TASK BRIEF
Write out the records word for word, from the first line through the line that contains "109L97 120L96 132L74", with both of those lines included.

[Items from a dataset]
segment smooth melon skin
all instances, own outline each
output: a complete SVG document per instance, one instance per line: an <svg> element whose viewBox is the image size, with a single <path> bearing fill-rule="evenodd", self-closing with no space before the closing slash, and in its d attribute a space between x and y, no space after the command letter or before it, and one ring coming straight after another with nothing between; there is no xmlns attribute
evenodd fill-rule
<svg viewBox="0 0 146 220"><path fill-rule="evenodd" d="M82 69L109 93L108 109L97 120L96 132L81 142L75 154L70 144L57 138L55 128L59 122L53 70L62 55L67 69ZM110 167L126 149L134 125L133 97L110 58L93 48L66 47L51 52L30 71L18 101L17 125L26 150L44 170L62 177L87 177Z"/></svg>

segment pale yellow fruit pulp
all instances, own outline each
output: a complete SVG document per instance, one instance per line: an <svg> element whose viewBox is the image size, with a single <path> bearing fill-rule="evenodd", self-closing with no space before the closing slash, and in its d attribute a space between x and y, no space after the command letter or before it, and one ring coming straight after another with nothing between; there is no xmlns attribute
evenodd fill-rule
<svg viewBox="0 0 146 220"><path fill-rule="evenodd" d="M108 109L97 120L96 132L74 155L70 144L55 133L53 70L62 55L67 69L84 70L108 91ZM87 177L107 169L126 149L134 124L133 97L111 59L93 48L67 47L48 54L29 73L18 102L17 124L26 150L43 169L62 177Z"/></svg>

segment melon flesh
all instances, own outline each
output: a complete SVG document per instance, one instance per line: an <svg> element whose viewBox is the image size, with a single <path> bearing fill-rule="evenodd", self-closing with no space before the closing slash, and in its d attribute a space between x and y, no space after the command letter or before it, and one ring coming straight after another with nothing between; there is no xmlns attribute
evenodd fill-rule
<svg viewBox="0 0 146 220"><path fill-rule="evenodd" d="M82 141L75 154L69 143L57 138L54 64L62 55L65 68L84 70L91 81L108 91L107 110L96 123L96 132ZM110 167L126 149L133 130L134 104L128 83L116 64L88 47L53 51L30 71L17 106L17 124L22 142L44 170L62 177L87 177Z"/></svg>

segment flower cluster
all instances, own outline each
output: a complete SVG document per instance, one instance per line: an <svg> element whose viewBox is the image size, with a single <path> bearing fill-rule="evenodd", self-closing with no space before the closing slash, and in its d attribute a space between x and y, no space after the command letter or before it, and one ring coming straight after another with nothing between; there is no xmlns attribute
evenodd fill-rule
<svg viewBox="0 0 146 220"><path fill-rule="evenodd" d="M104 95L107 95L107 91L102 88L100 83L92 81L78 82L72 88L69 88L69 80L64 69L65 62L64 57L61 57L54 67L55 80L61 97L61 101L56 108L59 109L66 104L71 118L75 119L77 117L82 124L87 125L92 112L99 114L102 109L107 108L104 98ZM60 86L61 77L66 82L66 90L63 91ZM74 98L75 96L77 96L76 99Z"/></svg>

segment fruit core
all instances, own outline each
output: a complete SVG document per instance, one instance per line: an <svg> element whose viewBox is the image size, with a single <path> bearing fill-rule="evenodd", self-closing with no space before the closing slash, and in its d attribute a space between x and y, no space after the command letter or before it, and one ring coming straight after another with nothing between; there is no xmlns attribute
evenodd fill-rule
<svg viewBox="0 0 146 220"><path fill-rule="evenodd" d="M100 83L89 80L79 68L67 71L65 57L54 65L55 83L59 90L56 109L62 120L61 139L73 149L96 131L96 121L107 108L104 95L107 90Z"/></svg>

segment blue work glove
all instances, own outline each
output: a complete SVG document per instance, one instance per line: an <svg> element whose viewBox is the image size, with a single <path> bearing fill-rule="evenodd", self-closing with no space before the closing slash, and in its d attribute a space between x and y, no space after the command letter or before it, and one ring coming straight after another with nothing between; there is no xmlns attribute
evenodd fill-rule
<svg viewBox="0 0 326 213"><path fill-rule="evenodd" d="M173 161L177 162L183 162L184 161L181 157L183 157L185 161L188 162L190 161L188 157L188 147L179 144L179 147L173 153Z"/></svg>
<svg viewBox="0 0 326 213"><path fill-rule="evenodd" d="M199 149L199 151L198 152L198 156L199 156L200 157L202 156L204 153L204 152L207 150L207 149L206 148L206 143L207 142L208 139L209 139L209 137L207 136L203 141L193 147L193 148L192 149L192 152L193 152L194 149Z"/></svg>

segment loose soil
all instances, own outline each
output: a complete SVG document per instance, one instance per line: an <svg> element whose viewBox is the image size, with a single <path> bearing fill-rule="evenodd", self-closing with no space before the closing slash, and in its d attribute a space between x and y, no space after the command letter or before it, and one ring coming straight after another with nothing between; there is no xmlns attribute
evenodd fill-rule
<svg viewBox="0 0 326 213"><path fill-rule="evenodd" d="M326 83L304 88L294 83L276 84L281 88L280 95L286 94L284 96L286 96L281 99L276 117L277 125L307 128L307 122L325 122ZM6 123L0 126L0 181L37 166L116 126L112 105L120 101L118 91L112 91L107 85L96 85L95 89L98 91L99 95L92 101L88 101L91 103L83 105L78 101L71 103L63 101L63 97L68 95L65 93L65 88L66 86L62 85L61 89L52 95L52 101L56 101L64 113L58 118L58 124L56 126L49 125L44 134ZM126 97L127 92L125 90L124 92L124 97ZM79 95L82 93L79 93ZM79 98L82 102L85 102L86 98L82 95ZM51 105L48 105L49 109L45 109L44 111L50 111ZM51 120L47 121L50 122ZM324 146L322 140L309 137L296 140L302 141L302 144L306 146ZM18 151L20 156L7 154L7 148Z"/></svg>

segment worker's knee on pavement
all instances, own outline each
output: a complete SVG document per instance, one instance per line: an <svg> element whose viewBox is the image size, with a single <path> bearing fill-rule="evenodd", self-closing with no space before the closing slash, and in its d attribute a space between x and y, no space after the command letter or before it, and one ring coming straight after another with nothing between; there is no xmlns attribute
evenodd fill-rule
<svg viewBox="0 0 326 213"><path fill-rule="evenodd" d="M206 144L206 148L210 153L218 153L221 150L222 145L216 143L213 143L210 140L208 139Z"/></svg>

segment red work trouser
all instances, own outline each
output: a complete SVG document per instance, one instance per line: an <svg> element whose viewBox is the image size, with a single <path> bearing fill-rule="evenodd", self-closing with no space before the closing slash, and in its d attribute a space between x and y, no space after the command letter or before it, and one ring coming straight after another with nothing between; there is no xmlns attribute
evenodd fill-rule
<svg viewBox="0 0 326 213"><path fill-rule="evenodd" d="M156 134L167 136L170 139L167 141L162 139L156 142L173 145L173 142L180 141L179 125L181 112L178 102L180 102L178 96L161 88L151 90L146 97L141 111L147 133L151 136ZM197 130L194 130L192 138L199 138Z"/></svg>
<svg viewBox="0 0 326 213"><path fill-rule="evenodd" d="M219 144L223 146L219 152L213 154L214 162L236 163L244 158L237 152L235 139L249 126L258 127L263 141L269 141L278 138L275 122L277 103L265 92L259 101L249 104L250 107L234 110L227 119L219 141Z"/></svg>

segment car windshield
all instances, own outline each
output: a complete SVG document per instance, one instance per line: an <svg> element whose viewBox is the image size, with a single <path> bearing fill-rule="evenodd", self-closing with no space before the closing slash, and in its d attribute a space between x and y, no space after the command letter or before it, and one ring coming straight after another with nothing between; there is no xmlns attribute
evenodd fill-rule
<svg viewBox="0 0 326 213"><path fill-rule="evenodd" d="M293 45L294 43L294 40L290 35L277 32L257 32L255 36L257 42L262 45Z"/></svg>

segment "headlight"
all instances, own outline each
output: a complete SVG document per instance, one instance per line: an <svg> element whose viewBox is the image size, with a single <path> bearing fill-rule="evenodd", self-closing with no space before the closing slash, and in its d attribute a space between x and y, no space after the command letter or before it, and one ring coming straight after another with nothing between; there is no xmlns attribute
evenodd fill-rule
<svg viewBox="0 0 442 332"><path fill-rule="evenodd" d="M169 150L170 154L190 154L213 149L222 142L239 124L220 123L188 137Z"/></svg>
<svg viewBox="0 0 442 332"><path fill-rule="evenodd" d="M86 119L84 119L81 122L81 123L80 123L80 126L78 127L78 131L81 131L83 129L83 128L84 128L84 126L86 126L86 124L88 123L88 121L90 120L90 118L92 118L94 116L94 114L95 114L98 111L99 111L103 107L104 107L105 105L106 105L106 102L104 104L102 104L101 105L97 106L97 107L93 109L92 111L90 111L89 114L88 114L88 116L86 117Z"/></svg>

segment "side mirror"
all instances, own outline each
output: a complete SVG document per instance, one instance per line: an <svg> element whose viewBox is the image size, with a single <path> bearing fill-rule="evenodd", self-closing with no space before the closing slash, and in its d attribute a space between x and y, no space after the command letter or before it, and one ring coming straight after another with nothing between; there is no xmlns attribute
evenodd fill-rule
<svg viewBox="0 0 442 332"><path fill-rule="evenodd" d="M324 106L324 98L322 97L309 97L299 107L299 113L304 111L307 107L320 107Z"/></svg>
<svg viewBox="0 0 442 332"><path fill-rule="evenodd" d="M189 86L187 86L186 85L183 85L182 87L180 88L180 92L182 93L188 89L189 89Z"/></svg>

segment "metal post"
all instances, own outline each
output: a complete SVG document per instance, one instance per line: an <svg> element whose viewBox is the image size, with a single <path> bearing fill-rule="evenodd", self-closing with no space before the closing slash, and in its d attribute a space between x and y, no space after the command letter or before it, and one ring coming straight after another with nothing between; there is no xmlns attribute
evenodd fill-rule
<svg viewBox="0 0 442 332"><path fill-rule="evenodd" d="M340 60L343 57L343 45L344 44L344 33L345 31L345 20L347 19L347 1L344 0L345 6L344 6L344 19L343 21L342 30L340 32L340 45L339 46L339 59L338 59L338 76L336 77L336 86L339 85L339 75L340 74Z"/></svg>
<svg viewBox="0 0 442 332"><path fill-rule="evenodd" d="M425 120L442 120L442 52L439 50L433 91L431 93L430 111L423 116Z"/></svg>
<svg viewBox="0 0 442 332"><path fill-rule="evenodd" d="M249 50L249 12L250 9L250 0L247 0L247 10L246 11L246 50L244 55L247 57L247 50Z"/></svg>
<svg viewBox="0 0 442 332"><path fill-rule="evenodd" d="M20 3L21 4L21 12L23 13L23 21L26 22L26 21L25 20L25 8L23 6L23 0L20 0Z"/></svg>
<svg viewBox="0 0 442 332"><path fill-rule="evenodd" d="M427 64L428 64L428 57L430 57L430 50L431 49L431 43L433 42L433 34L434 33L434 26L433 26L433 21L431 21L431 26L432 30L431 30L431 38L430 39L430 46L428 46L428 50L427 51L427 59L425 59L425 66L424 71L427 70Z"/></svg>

OUTPUT FOR THIS EXERCISE
segment smooth melon skin
all instances, own outline each
output: a complete SVG document per instance, one instance per line: an <svg> element whose viewBox is the image size, with a single <path> bearing fill-rule="evenodd", self-closing with no space before the closing slash, and in its d attribute a space between x and y, no space after the command letter or before it, and one ring coming straight after another with nothing between; there is no xmlns attribute
evenodd fill-rule
<svg viewBox="0 0 146 220"><path fill-rule="evenodd" d="M82 69L109 93L108 109L97 120L96 132L81 142L75 154L70 144L57 138L55 128L59 122L53 70L62 55L67 69ZM110 167L126 149L134 125L133 97L110 58L93 48L66 47L51 52L30 71L18 101L17 125L26 150L44 170L62 177L87 177Z"/></svg>

segment pale yellow fruit pulp
all instances, own outline each
output: a complete SVG document per instance, one instance per line: an <svg> element whose viewBox is the image size, with a single <path> bearing fill-rule="evenodd", self-closing with no space before the closing slash, and in its d attribute a space between x and y, no space after the command letter or before it, and one ring coming straight after another with nothing between; there is no xmlns attribute
evenodd fill-rule
<svg viewBox="0 0 146 220"><path fill-rule="evenodd" d="M108 109L97 120L96 132L74 155L70 144L55 133L53 70L62 55L67 69L84 70L108 91ZM87 177L107 169L126 149L134 124L133 97L111 59L93 48L67 47L48 54L29 73L18 102L17 124L26 150L43 169L62 177Z"/></svg>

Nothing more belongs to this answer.